Give the records back in full, exactly as they read.

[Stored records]
****************

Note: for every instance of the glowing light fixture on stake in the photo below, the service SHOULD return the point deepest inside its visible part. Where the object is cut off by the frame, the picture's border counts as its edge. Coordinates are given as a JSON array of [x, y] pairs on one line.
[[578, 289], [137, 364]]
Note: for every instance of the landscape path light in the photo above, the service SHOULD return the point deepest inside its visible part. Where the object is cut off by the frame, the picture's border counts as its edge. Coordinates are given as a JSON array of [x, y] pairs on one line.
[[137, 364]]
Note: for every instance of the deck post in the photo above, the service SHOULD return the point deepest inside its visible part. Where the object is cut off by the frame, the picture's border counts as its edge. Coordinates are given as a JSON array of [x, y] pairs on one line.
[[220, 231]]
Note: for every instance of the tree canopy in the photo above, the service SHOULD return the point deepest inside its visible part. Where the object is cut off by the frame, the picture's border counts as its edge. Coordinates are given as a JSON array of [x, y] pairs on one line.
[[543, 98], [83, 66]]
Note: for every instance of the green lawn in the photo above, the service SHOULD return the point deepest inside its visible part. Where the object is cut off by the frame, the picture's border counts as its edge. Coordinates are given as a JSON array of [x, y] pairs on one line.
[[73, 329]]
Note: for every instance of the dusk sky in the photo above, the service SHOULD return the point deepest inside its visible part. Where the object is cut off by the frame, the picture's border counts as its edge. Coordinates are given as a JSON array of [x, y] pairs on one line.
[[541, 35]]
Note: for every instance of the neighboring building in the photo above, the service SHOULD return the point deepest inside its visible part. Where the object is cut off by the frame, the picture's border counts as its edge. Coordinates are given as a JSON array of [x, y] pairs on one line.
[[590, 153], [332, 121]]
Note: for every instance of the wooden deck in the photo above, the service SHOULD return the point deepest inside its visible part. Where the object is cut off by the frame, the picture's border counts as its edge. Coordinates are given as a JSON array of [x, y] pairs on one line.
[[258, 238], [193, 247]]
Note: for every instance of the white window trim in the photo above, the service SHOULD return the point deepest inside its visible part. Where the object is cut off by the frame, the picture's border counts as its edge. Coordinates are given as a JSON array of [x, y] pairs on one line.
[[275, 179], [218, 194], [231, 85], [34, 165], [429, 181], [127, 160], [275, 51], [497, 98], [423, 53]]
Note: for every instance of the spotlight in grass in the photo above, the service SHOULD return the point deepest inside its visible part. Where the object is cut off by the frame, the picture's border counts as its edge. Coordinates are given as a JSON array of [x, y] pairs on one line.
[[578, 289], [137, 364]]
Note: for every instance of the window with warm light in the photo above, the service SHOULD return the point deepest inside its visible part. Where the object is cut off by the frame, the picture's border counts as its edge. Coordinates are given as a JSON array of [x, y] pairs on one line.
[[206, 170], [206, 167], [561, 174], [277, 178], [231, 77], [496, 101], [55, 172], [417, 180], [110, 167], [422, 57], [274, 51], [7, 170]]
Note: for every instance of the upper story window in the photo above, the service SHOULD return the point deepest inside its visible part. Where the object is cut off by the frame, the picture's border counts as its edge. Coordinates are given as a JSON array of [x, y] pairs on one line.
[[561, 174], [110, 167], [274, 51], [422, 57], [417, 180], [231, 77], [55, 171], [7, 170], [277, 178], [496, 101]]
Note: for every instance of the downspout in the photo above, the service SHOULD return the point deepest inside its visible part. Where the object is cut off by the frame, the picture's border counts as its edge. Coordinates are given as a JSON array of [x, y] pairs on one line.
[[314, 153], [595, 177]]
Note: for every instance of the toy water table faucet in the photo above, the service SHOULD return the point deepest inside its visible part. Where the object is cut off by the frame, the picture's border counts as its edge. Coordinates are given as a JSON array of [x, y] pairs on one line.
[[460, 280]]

****************

Result of the exercise:
Note: for every instance of the glowing light fixture on stake in the photo below, the service SHOULD return the point deepest inside its visible part. Where the object is cut off by the frame, the picture's border counts as its edge. Coordinates are given as a JSON array of [x, y] pairs on one line.
[[578, 289], [137, 364]]
Note: for every instance of the landscape path light in the photo above, the service SHOULD return the point deepest inside its visible part. Where the object is cut off by the frame, the picture's border counts as its edge. Coordinates are given as a JSON array of [x, y] pairs on one line.
[[137, 364]]
Note: for every instance of the deck post in the photo above, the service SHOULD return the point deepest inside its visible part. Where the object is cut off by the frame, the picture's border counts as its edge. Coordinates are given as a JSON array of [x, y] pairs on one line.
[[220, 231]]
Note: for every instance of the tree canopy in the photo above, the service SHOULD return the point deepest inside its visible part. Where the object is cut off by the frame, the picture's border counts as its edge. Coordinates are given as a JSON array of [x, y] pairs on one line.
[[543, 98], [83, 66]]
Note: for every instance of the green lawn in the photo above, the service SHOULD return the point deepest inside its visible part. Where the object is cut off by the frame, the picture's border counts as its edge. Coordinates are given as a JSON array of [x, y] pairs on one line.
[[73, 329]]
Note: for every instance of the dusk sky in the photo above, the service SHOULD return the point deepest inside its visible part. Where the object is cut off by the frame, the picture's border counts as its edge. Coordinates are given as a JSON array of [x, y] pairs on one line.
[[541, 35]]
Note: for every instance of the neighboring building in the photo above, the service SHOULD return the point deepest inside its visible part. Where the object is cut off by the frame, the picture's border counts as its edge. Coordinates are given as a JSON array of [x, y] pairs on one line.
[[590, 153], [332, 121]]
Note: for every instance of the wooden deck in the photo above, the service SHOULD return the point deepest inside its visible part. Where the object is cut off by the frame, the picture's border counts as its edge. Coordinates are given as a JSON array of [x, y] pairs on one line.
[[258, 238], [193, 247]]
Note: for every instance of the white window trim in the photo above, the service SHOULD return the point deepest inside its visible part. Where the object is cut off by the frame, the picture's border counts as its edge. Coordinates are given as a JSON array of [x, y] pairs on one line.
[[275, 179], [218, 194], [231, 85], [34, 165], [429, 181], [127, 160], [275, 51], [497, 98], [423, 53]]
Note: for every instance of the spotlight in grass in the photo above, the service SHOULD return the point deepest inside its visible part. Where the object is cut off by the frame, the picture's border counts as its edge. Coordinates are given as a JSON array of [x, y] pairs on one line.
[[578, 289], [137, 364]]
Note: for every instance of the window with warm light in the photo above, the service SHOULD return the point deepest inside its visible part. Where the object is cut off by the frame, the picture's border counts as its edge. Coordinates are given as a JSON array of [x, y] pairs on one line.
[[206, 170], [206, 167], [561, 174], [277, 178], [231, 77], [496, 101], [55, 172], [417, 180], [110, 167], [422, 57], [274, 51], [7, 170]]
Note: for every instance of the upper story window in the photo above, the service SHOULD return the point deepest inside its visible part. Where the object is cut off by the frame, the picture's border counts as its edge. Coordinates are given as a JSON array of [x, y] pairs on one line.
[[561, 174], [110, 167], [274, 51], [422, 57], [417, 180], [231, 77], [55, 171], [7, 170], [277, 178], [496, 101]]
Note: for every instance of the downspout in the photo above, the service SHOULD return the point deepest inside its visible part. Where the object is cut off by the frame, the picture's border counts as its edge. Coordinates are given as a JSON array of [x, y] pairs on one line.
[[314, 153], [595, 177]]
Note: for every instance of the toy water table faucet in the photo above, the service SHOULD return the point deepest inside its visible part. Where the object is cut off by the frame, the picture's border counts as its edge. Coordinates are given as a JSON array of [x, y] pairs on one line.
[[460, 280]]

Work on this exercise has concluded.